WHAT YOU ARE ASKED TO DO>
Pick out and copy every line in the listing below that contains the string "palm", treating uppercase and lowercase as different.

____ MATERIAL SHOWN

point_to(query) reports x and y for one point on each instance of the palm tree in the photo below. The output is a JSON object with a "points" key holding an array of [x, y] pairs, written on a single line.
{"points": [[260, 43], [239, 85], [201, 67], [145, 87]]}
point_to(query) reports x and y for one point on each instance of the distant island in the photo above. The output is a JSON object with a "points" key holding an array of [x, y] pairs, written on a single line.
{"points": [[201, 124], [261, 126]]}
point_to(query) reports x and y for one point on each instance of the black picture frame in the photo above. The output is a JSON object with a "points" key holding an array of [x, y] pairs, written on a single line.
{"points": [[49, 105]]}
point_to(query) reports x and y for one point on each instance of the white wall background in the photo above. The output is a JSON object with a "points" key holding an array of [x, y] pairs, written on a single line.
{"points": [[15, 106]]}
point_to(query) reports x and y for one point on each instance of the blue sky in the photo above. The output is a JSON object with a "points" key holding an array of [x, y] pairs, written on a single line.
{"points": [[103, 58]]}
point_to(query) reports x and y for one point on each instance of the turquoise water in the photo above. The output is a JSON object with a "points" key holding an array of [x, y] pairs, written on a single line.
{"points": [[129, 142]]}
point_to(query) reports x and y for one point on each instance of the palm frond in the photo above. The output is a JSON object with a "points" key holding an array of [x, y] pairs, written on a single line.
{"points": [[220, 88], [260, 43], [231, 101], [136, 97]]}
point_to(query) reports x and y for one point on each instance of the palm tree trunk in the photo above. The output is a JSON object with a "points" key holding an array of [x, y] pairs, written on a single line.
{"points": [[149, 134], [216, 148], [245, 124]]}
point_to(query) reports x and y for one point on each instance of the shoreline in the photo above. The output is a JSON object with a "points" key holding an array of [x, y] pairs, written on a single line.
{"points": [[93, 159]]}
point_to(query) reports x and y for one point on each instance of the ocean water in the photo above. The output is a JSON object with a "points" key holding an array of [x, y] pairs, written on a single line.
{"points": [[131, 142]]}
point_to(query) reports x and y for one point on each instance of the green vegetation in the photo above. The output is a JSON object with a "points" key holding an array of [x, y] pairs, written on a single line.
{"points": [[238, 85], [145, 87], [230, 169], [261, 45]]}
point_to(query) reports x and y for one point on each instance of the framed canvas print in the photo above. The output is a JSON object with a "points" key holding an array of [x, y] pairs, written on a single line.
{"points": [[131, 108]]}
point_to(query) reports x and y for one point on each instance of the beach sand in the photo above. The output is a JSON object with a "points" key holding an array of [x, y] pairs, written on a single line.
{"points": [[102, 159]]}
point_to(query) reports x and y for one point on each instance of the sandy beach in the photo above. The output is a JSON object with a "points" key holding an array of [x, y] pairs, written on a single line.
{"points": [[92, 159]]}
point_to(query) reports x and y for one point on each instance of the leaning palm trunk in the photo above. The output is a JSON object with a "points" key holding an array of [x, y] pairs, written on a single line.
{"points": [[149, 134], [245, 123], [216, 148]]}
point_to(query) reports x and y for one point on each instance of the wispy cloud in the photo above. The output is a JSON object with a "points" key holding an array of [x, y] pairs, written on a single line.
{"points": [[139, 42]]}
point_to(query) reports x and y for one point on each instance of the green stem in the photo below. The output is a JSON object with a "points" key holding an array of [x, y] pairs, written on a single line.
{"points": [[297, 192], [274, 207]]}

________
____ MATERIAL SHOWN

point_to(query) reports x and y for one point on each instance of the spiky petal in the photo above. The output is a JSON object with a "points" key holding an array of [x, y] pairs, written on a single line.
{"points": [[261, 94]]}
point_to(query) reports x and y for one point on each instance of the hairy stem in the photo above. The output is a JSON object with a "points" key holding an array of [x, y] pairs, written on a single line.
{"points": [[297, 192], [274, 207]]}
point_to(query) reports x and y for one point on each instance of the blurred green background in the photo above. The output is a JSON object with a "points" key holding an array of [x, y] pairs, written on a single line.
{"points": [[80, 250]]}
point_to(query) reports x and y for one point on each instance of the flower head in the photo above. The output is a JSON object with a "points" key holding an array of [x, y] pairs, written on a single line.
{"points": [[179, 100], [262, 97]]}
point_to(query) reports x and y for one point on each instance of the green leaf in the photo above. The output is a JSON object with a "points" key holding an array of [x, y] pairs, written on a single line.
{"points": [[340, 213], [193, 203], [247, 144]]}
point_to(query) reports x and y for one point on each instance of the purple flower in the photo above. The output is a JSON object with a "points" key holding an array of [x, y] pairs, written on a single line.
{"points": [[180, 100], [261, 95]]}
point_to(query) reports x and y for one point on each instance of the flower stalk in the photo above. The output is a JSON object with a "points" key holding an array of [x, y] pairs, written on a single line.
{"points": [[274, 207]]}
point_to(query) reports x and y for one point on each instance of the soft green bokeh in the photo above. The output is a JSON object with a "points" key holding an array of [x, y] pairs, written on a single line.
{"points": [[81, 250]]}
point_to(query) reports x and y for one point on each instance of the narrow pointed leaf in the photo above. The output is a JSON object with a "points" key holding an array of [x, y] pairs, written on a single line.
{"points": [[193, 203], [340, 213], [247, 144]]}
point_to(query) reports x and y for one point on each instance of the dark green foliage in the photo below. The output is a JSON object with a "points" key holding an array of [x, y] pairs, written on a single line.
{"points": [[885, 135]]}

________

FULL ANSWER>
point_to(query) reports x and y for one point on each instance of the palm tree in the photo below. The output is a JSON object with a "points" key holding an array of [x, y] pairs, written on a single line.
point_to(query) reports x and y for one point on each instance of the palm frond in the photo above. The output is a JSON object with a "points" key holding an array of [x, y] pairs, written on a single line.
point_to(query) reports x and y for one point on each instance of the palm tree trunk in the photo above. The output is a JSON object with a "points" key holding an array of [x, y] pairs, written on a single line.
point_to(query) reports x and y for one point on each instance of the leaning palm trunk in the photo above. The output is a JSON object with a "points" key holding an array of [x, y] pairs, written on a single line.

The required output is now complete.